• _EXERCISE BRIEF_: Copy out the car-building passage from "EVO-Inc's failures arose" up to and including "space clown things.", switching "hubcaps" to "wheel covers".

• _SOURCE PASSAGE_:
────────
Someone raises the concern that, once we try to scale current prototypes to the superhuman limit, they'll tend to spontaneously combust, despite the fact that none of the prototypes have ever done so. As evidence for such an event, the person points to the fact that a previous car building effort, led by EVO-Inc., actually had built cars that did sometimes explode randomly.
Concerned, we investigate EVO-Inc.'s car building effort, hoping to avoid whatever failure plagues their cars. Only, upon investigating EVO-Inc., it turns out that they're actually run by insane space clowns, and the reason their cars occasionally explode is because they used armed landmines in place of hubcaps.
My point is that other car builders can learn ~zero lessons from EVO-Inc.[1] The mechanism behind their cars' spontaneous detonation is easily avoided by not using landmines as hubcaps. The organizational-level failures that led to this design choice on EVO-Inc.'s part are also easily avoided by not being insane space clowns. We should not act like there might be some general factor of "explodeyness" which will infect other car building efforts, simply by virtue of those efforts tackling a similar problem to the one EVO-Inc. failed at.
EVO-Inc's failures arose from mechanisms which do not apply to human organizations tackling similar problems. EVO-Inc. didn't use landmines as hubcaps because they were run by greedy, myopic executives who cut corners on safety to increase profits. They didn't do so because they were naive optimists who failed to understand why building non-exploding cars is hard like computer security or rocket science, and who failed to apply proper security mindset to their endeavors. EVO-Inc used landmines as hubcaps because they were run by insane space clowns who did insane space clown things.
Human car builders may have to tackle problems superficially similar to the spontaneous combustion of the EVO-Inc. cars. E.g., they may have to design the fuel tanks of their cars to avoid combustion during a crash. However, those efforts still should not take lessons from EVO-Inc. E.g., if other car builders were to look at crash data from EVO-Inc.'s cars, and naively generalize from the surface-level outcomes of an EVO-Inc. car crash to their own mechanistically different circumstances, they might assume that supersonic fragments posed a significant risk during a crash, and then add ballistic armor between the driver and the wheels, despite this doing nothing to prevent a car's fuel tank from igniting during a crash.
────────
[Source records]
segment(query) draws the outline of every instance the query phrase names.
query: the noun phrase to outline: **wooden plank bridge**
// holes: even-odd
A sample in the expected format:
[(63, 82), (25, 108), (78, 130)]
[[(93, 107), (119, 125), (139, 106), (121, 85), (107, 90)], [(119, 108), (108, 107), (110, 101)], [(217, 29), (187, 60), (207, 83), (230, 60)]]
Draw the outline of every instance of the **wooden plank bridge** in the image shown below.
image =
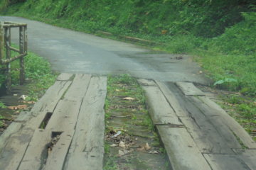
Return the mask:
[[(173, 169), (256, 169), (255, 142), (193, 84), (138, 81)], [(0, 169), (102, 170), (106, 94), (105, 76), (61, 74), (1, 136)]]

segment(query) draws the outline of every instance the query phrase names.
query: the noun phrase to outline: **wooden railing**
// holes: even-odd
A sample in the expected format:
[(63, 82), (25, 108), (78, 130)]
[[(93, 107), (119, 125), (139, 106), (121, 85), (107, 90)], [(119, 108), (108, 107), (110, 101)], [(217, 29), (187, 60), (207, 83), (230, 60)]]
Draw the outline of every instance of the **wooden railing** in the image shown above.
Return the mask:
[[(19, 47), (11, 46), (11, 29), (19, 28)], [(11, 51), (18, 52), (18, 55), (11, 56)], [(27, 24), (11, 22), (0, 22), (0, 63), (6, 67), (6, 92), (11, 91), (11, 62), (19, 59), (20, 84), (25, 82), (24, 57), (28, 53)]]

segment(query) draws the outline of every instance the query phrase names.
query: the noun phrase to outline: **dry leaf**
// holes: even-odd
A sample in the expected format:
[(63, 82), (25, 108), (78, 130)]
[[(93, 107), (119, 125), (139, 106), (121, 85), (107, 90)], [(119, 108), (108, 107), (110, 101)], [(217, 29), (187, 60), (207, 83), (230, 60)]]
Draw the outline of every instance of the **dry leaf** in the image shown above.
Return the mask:
[(135, 98), (131, 98), (131, 97), (123, 98), (123, 99), (124, 100), (127, 100), (127, 101), (134, 101), (134, 100), (135, 100)]
[(160, 152), (159, 151), (151, 151), (149, 152), (149, 154), (159, 154)]
[(149, 144), (146, 142), (145, 144), (145, 145), (140, 146), (140, 147), (138, 148), (137, 150), (139, 151), (139, 152), (143, 152), (143, 151), (149, 150), (150, 149), (151, 149), (151, 147), (149, 147)]
[(127, 144), (125, 144), (125, 143), (122, 141), (120, 141), (119, 144), (119, 147), (126, 147)]
[(129, 154), (129, 153), (131, 153), (133, 150), (131, 149), (131, 150), (119, 150), (118, 151), (118, 157), (122, 157), (127, 154)]
[(27, 97), (28, 97), (28, 96), (23, 94), (23, 95), (21, 95), (21, 96), (20, 96), (18, 98), (21, 98), (22, 100), (25, 101)]

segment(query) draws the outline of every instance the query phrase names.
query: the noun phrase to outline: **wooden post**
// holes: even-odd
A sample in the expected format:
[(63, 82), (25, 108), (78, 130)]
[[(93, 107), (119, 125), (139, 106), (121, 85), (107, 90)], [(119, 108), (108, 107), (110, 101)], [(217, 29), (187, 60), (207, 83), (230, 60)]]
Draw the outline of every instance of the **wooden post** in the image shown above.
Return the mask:
[(4, 56), (4, 23), (0, 22), (0, 62)]
[[(25, 28), (23, 26), (19, 27), (19, 49), (20, 54), (25, 53)], [(20, 58), (20, 84), (22, 85), (25, 82), (25, 65), (24, 57)]]
[[(11, 58), (11, 28), (4, 28), (4, 39), (6, 59)], [(10, 94), (11, 92), (11, 62), (6, 64), (6, 93)]]

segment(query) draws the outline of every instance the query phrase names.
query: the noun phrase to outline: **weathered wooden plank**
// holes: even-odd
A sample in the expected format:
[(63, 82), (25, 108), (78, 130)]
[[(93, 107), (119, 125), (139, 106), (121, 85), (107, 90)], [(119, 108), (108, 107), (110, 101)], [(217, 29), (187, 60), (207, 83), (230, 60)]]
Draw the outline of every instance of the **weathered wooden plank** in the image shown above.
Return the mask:
[[(233, 153), (231, 149), (241, 147), (234, 135), (221, 119), (215, 116), (215, 113), (209, 113), (210, 110), (208, 110), (210, 109), (208, 107), (206, 110), (202, 109), (203, 102), (201, 100), (196, 102), (191, 98), (196, 97), (184, 96), (181, 91), (176, 90), (177, 87), (174, 84), (167, 84), (181, 109), (188, 113), (188, 117), (181, 116), (179, 118), (188, 128), (202, 152), (230, 154)], [(173, 107), (175, 108), (174, 106)]]
[(43, 169), (63, 169), (73, 135), (74, 130), (65, 131), (60, 135), (60, 139), (53, 147), (53, 150), (48, 153), (46, 164), (43, 166)]
[[(161, 91), (163, 92), (163, 94), (167, 99), (168, 102), (171, 105), (171, 108), (174, 110), (175, 113), (178, 117), (188, 117), (188, 113), (184, 110), (184, 109), (181, 107), (181, 104), (179, 103), (177, 98), (176, 97), (175, 94), (170, 90), (166, 85), (160, 81), (156, 81), (157, 85), (159, 86)], [(176, 87), (176, 86), (175, 86)], [(174, 89), (172, 89), (174, 90)], [(178, 90), (176, 89), (174, 90)]]
[(71, 81), (56, 81), (45, 95), (35, 103), (31, 112), (36, 115), (39, 112), (53, 113), (56, 104), (70, 85)]
[(256, 149), (234, 150), (250, 169), (256, 169)]
[[(79, 113), (65, 169), (86, 169), (85, 167), (90, 167), (92, 162), (95, 162), (93, 169), (102, 169), (105, 137), (103, 107), (106, 94), (107, 78), (92, 77)], [(80, 154), (85, 157), (78, 157)]]
[(23, 128), (13, 134), (0, 153), (0, 169), (17, 169), (34, 130)]
[(18, 170), (39, 170), (47, 158), (51, 139), (51, 131), (36, 130)]
[(74, 130), (81, 103), (82, 99), (80, 101), (60, 100), (46, 129), (58, 132)]
[(70, 154), (65, 170), (102, 170), (104, 153), (99, 151)]
[(208, 120), (201, 115), (200, 120), (198, 118), (180, 118), (202, 153), (232, 154), (233, 148), (241, 148), (235, 137), (225, 132), (225, 125), (220, 125), (218, 129), (223, 128), (220, 132), (213, 125), (213, 122), (219, 122), (220, 118)]
[(58, 81), (69, 81), (73, 76), (73, 74), (70, 73), (61, 73), (58, 76), (57, 80)]
[(137, 79), (137, 81), (142, 86), (157, 86), (154, 80)]
[(196, 88), (193, 83), (177, 82), (176, 84), (186, 96), (205, 96), (203, 92)]
[(17, 132), (23, 125), (23, 123), (28, 120), (31, 117), (30, 112), (21, 112), (17, 118), (16, 118), (10, 125), (8, 126), (4, 133), (0, 137), (0, 152), (3, 149), (4, 146), (6, 142), (9, 137)]
[(222, 169), (250, 169), (238, 155), (235, 154), (205, 154), (203, 156), (207, 159), (213, 170)]
[(46, 112), (42, 112), (36, 117), (33, 117), (32, 115), (30, 119), (22, 124), (14, 123), (15, 126), (21, 129), (10, 135), (5, 142), (0, 153), (0, 169), (16, 169), (25, 154), (35, 130), (39, 128), (46, 114)]
[(207, 164), (186, 128), (156, 125), (174, 170), (207, 170)]
[(154, 125), (183, 125), (157, 86), (144, 86)]
[(245, 129), (231, 116), (230, 116), (220, 106), (207, 97), (200, 96), (203, 101), (213, 111), (218, 113), (221, 116), (223, 123), (227, 125), (249, 149), (256, 149), (256, 142), (252, 139)]
[(64, 98), (68, 100), (81, 100), (87, 90), (91, 75), (77, 74), (75, 79), (65, 94)]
────────
• _WRITTEN REPLY_:
EVO-Inc's failures arose from mechanisms which do not apply to human organizations tackling similar problems. EVO-Inc. didn't use landmines as wheel covers because they were run by greedy, myopic executives who cut corners on safety to increase profits. They didn't do so because they were naive optimists who failed to understand why building non-exploding cars is hard like computer security or rocket science, and who failed to apply proper security mindset to their endeavors. EVO-Inc used landmines as wheel covers because they were run by insane space clowns who did insane space clown things.